§ Consignes
a - Répondez à ces questions d'après le texte sur Manteyer ci-dessous :
(i) Quelle altitude atteint le point culminant du massif de Ceuse ?
(ii) Pendant la glaciation de Würm, de combien les températures annuelles moyennes dans les Alpes étaient-elles plus basses qu'aujourd'hui ?
(iii) Vers quel cours d'eau s'écoulent les eaux du Nacier ?
b - Dans le texte sur Manteyer ci-dessous, transformez en liste à puces le paragraphe qui commence par « Avec près de 50 ha », en conservant ses informations principales.
c - Rédigez la suite du texte sur Manteyer ci-dessous, à partir de sa dernière phrase.

§ Texte présenté
---------------

Manteyer : une épopée incroyable !

Une valse à 4 temps

Laissez nous vous conter l'épopée de Manteyer !

Nous l'avons organisée en 4 temps.

Etes vous prêt(e) à rentrer dans la danse ?

 

Ceuse, vue plongeante depuis le Nord

Avant notre ère ...

Commençons par un peu de géologie ! 
Le massif de Ceuse s'individualise en bordure ouest du bassin du gapençais grâce à la couronne calcaire formée par les falaises  (relief nommé synclinal perché), dont le point culminant est à 2016m. La pointe de la Petite Céüse (1681m) lui fait face au sud. Les deux sommets sont séparés par le Col des Guérins (1312m). Sur le plan géologique, le site s'inscrit dans une série de roches sédimentaires d'âge secondaire(ou Mesozoïque, soit de -252 à -66 Millions d'années, l'époque des dinosaures !) associant des terrains calcaires et marno calcaires du Néocomien (ou Crétacé inférieur, autour de -130 Millions d'années) , qui occupent l'essentiel du cœur du synclinal de la montagne de Ceüse, avec des calcaires massifs plus durs du Tithonique (-150 Ma) , lesquels constituent le plateau et les crêtes sommitales de Ceüse et de la Petite Ceüse, ainsi que les spectaculaires falaises verticales de ceinture. Sur les versants du pourtour du site apparaissent des calcaires marneux du Malm (ou Jurassique supérieur, -160 Ma) . Ceux-ci sont en grande partie recouverts d'éboulis récents, stabilisés ou encore actifs …

 

Le glacier de la Durance et le marais de Manteyer

Le glacier de la Durance et le marais de Manteyer

La glaciation de Würm est le nom donné à la dernière période glaciaire du Pléistocène dans les Alpes. Elle s'étend de 115 000 à 11 700 ans avant le présent . 
À cette époque, les températures annuelles moyennes dans les Alpes étaient plus basses de 10 à 12 °C qu'actuellement.
Le glacier de la Durance acquiert une étendue considérable et descend jusqu'à Sisteron.
Les vestiges des glaciers wurmiens sont nombreux et très identifiables : verrous (dont celui de Sisteron), stries, lacs, moraines sont observables dans notre région.
Au niveau de Manteyer, les dépôts morainiques du glacier de la Durance sont localement recouverts d'alluvions torrentielles récentes ce qui montre que  le cône de déjection du torrent de Rif la Ville a barré la vallée et permis la formation de cette plaine marécageuse que l'on appelle le "Marais de Manteyer" . 
Avec près de 50 ha de roselières et de prairies humides, le site constitue l'un des ensembles palustres les plus vastes des Hautes-Alpes. Son bassin versant s'étend sur environ 600 ha, et il est irrigué par plusieurs ruisseaux permanents ou temporaires alimentant le Nacier dont les eaux s'écoulent ensuite vers le Petit Buëch.

---------------

§ Entrées de données
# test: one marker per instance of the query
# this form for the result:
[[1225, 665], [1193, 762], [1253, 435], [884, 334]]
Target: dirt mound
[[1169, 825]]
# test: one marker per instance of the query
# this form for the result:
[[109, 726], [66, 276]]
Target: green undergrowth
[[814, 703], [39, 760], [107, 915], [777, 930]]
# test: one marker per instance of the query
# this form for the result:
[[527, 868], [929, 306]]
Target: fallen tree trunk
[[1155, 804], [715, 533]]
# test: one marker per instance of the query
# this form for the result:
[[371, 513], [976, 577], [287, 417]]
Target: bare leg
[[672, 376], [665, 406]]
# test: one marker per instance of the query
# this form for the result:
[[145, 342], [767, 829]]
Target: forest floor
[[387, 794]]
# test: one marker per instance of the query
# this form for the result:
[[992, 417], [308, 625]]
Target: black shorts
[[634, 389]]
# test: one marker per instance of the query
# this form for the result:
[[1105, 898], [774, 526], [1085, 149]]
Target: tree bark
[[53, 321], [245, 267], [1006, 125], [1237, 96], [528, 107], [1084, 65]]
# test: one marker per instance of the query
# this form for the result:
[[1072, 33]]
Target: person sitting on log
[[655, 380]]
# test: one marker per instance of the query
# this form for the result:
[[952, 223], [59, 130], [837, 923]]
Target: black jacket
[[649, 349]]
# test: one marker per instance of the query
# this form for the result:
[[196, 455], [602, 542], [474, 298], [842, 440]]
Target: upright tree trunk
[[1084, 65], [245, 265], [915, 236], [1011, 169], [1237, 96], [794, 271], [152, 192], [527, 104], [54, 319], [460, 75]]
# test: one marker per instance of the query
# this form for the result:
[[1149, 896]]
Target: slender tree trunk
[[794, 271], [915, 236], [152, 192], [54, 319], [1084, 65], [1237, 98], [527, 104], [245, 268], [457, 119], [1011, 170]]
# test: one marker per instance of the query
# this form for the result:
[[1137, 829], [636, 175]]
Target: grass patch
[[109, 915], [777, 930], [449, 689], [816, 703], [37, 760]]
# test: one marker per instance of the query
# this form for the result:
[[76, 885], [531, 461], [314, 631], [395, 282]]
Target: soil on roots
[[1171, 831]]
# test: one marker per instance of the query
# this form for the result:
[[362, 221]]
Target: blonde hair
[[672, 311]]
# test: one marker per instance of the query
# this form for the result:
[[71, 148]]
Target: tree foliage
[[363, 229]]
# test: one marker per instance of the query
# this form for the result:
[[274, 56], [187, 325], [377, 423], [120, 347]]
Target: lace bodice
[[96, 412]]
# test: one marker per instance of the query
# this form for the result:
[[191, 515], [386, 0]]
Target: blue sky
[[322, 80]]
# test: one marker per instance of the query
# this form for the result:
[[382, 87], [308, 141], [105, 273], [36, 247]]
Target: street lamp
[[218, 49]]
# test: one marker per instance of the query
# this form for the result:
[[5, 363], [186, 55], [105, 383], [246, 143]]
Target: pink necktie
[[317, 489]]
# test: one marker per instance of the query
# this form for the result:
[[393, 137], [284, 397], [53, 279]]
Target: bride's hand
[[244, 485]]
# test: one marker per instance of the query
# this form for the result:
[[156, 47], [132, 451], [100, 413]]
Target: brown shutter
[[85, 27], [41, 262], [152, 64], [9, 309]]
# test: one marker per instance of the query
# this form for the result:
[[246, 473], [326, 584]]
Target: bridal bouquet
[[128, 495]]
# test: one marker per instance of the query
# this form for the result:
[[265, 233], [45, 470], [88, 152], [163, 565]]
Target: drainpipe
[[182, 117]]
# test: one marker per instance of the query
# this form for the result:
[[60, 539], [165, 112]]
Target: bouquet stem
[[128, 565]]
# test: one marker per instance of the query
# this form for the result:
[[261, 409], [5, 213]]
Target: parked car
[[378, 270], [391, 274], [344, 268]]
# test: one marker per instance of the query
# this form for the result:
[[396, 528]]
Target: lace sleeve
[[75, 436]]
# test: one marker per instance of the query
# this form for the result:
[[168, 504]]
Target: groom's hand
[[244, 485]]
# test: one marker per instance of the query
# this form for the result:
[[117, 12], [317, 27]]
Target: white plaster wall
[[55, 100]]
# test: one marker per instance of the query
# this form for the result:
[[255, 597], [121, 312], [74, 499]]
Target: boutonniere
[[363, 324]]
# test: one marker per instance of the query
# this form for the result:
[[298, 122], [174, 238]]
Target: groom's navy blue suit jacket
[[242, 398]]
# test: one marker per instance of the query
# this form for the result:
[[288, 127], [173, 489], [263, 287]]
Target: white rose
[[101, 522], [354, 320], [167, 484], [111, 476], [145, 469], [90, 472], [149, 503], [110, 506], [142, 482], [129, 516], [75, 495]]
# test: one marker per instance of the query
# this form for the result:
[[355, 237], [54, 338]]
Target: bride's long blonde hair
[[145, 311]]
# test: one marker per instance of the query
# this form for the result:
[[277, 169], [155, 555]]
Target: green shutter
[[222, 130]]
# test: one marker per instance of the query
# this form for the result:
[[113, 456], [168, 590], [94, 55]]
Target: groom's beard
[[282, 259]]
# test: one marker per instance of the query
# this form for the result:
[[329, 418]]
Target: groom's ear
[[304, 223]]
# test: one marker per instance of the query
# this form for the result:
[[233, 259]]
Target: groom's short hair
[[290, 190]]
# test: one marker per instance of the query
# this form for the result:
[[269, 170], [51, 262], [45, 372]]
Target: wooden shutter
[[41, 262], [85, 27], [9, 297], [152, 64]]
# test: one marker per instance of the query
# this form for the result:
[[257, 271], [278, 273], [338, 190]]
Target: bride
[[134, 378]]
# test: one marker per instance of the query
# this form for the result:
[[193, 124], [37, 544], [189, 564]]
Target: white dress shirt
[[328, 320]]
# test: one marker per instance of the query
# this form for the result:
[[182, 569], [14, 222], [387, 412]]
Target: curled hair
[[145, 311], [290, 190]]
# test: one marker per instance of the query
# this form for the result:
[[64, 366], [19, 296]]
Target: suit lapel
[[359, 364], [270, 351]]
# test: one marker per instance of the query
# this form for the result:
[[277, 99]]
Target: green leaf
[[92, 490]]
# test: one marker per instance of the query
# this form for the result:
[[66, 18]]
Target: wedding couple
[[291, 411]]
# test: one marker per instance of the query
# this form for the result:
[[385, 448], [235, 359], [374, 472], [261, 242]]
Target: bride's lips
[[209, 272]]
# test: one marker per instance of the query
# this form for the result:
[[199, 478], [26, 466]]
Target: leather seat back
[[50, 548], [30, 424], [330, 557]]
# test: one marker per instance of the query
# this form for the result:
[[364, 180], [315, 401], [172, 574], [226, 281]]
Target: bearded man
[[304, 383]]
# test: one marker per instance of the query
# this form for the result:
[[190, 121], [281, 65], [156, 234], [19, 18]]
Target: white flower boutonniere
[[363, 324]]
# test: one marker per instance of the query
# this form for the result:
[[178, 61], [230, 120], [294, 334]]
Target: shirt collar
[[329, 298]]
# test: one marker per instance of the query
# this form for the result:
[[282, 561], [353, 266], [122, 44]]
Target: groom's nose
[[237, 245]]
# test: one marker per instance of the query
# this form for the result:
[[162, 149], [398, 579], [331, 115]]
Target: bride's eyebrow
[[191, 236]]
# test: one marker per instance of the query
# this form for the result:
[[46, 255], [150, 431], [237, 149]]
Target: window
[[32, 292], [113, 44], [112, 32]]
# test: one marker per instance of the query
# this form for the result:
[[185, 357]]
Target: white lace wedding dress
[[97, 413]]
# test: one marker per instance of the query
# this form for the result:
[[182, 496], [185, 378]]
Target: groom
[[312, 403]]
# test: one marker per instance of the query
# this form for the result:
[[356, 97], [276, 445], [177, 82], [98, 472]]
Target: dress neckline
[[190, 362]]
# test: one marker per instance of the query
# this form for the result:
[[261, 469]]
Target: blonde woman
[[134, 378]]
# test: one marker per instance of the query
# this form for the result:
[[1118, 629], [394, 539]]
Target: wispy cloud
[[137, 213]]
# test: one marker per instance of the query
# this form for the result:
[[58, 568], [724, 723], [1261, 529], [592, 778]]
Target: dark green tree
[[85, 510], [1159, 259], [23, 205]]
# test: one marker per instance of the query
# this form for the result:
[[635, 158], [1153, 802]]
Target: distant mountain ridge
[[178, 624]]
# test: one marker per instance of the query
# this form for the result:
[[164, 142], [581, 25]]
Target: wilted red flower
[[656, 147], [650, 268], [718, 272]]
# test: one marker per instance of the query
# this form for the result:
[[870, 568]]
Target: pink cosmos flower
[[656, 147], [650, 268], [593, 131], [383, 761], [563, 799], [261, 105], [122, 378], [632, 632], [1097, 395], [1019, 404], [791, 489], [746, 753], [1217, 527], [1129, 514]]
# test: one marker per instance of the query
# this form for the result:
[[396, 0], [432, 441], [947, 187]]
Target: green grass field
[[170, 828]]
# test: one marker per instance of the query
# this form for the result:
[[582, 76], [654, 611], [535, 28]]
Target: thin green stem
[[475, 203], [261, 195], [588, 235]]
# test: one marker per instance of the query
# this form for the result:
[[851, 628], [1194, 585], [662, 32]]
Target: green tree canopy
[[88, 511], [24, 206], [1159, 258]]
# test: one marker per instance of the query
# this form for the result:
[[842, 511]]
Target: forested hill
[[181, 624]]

---------------

§ Réponses de l'exercice
a -
(i) 2016 m
(ii) De 10 à 12 °C
(iii) Vers le Petit Buëch

b -
- Près de 50 ha de roselières et de prairies humides
- L'un des ensembles palustres les plus vastes des Hautes-Alpes
- Bassin versant d'environ 600 ha
- Irrigué par plusieurs ruisseaux permanents ou temporaires qui alimentent le Nacier
- Les eaux du Nacier s'écoulent ensuite vers le Petit Buëch

c -
La situation géographique (proximité de l'axe de migration de la vallée de la Durance et du Col Bayard, dernière grande zone humide de ce type avant les hauts massifs alpins) explique la richesse ornithologique du site. Plusieurs espèces vivent ici en limite d'altitude, tandis que de nombreuses espèces migratrices fréquentent les lieux pour se nourrir ou se reposer lors des périodes pré- et post-nuptiales.
Ainsi, 168 espèces d'oiseaux ont  été observées sur ce secteur, dont 119 utilisent le site en période de reproduction, soit pour nicher (80 espèces), soit pour s'alimenter uniquement (39 espèces). Le site est classé en zone Natura 2000

 

Hannibal traversant les Alpes

Les Gaulois à Manteyer

De l'empire romain au Moyen Age

Nous ne nous risquerons pas sur ce site à trancher sur l'itinéraire pris par le chef de guerre Hannibal avec son armée pour traverser les Alpes à la fin de l'année 218 avant J.-C. et défier les les Romains dans la plaine du Pô. Les historiens ont envisagé plusieurs routes possibles et les reconstitutions réalisées à ce jour sont davantage des exploits médiatiques que des arguments en faveur d'une voie.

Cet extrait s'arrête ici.